## 文本摘录

给出n个点,要你找到一个三角形,它的高是最长的。
思路:暴力超时了,是用先找出n个点与其他点的最长边,再枚举顶点过的.......具体证明不知道.....
#include<algorithm>
#include<cstdio>
#include<cstring>
#include<cmath>
using namespace std;
#define eps 1e-8
struct point
{
double x;
double y;
};
//点到直线的最短距离
//bool vist[500][500][500];
point intersection(point u1,point u2,point v1,point v2)
{
point ret=u1;
double t=((u1.x-v1.x)*(v1.y-v2.y)-(u1.y-v1.y)*(v1.x-v2.x))/((u1.x-u2.x)*(v1.y-v2.y)-(u1.y-u2.y)*(v1.x-v2.x));
ret.x+=(u2.x-u1.x)*t;
ret.y+=(u2.y-u1.y)*t;
return ret;
}
point ptoline(point p,point l1,point l2)
{
point t=p;
t.x+=l1.y-l2.y;
t.y+=l2.x-l1.x;
return intersection(p,t,l1,l2);
}
double juli(point a,point b)
{
return (sqrt((a.x-b.x)*(a.x-b.x)+(a.y-b.y)*(a.y-b.y)));
}
double str[505][2];
int main()
{
int n;
while(scanf("%d",&n)>0)
{
//memset(vist,false,sizeof(vist));
for(int i=0; i<n; i++)
scanf("%lf%lf",&str[i][0],&str[i][1]);
double maxn=0;
point a,b,c;
point sp[1000][2];
int cnt=0;
for(int i=0; i<n; i++)
{
a.x=str[i][0];
a.y=str[i][1];
double zd=0;
for(int j=0; j<n; j++)

## 数据记录
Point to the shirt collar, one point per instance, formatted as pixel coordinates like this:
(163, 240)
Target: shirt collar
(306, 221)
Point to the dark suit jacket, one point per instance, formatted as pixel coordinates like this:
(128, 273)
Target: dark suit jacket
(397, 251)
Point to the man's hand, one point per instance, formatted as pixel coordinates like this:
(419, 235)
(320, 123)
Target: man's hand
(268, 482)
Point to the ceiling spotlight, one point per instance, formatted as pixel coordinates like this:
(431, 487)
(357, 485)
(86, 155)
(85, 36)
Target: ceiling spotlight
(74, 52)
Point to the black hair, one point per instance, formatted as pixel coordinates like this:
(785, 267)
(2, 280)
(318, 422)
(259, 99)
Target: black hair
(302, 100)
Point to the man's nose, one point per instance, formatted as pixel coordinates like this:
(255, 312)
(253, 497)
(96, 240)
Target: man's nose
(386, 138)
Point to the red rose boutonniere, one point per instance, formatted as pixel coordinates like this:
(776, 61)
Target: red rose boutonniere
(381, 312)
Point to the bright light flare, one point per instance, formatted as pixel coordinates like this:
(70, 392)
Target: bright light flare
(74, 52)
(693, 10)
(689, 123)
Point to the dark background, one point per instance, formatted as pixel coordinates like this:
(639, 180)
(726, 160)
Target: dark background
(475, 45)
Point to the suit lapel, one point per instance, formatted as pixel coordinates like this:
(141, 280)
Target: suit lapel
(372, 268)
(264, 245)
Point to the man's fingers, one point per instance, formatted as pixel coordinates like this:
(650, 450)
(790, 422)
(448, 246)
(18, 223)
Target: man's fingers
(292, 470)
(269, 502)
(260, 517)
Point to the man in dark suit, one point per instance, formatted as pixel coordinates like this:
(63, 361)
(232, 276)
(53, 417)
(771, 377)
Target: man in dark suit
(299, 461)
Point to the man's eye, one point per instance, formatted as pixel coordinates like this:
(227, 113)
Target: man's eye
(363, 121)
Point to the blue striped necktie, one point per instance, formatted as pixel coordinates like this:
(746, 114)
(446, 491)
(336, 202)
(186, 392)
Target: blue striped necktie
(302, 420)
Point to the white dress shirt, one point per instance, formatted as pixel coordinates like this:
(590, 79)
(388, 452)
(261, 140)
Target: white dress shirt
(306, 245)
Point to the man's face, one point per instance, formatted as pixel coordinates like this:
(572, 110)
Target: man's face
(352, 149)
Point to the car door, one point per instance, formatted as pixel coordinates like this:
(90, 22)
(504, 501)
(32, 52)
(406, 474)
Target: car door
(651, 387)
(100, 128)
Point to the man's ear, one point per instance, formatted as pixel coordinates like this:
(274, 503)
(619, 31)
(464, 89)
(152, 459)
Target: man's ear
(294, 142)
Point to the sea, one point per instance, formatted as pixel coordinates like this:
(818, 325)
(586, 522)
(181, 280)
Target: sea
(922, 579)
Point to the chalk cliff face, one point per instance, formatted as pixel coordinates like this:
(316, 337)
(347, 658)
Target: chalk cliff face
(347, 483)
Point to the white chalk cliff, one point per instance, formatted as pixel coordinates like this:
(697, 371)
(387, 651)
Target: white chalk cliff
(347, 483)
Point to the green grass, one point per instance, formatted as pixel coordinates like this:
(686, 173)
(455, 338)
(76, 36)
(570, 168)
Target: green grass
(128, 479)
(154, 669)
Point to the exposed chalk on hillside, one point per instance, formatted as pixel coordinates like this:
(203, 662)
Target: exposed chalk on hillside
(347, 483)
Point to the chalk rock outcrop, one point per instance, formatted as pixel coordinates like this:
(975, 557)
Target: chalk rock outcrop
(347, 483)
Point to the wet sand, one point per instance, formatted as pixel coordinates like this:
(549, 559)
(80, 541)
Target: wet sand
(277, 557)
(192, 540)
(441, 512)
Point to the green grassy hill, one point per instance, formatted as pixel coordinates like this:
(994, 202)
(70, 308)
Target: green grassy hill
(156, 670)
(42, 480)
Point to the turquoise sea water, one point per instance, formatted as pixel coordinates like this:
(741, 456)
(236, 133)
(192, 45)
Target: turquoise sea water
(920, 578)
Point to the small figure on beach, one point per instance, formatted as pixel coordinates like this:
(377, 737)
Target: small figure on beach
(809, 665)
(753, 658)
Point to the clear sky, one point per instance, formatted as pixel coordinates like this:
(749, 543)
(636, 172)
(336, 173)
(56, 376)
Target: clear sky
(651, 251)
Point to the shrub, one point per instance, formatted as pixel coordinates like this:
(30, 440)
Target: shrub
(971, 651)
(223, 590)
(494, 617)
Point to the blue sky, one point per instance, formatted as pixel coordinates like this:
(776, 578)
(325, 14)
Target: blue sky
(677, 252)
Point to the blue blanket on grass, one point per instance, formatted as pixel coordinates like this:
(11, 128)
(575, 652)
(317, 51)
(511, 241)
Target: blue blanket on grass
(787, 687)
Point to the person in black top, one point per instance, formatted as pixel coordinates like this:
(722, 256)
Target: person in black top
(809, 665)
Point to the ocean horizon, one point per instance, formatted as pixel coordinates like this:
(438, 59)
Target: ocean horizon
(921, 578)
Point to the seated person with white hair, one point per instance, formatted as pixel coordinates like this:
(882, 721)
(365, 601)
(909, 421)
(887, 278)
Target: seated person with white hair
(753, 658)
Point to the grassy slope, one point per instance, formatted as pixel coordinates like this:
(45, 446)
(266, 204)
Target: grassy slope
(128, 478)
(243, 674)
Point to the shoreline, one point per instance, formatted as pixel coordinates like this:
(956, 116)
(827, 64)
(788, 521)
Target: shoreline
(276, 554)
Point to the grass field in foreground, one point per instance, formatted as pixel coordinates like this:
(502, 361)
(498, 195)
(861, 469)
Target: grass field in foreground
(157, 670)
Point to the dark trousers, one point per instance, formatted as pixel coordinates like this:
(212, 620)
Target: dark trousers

## 你的任务
1. 根据摘录,暴力做法遇到了什么问题?
2. 从记录中挑出所有含有字符串“blanket”的行,大小写须一致。
摘录与记录之间互不相关。

## 练习答案
1. 暴力做法超时了。

2.
Point to the blue blanket on grass, one point per instance, formatted as pixel coordinates like this:
Target: blue blanket on grass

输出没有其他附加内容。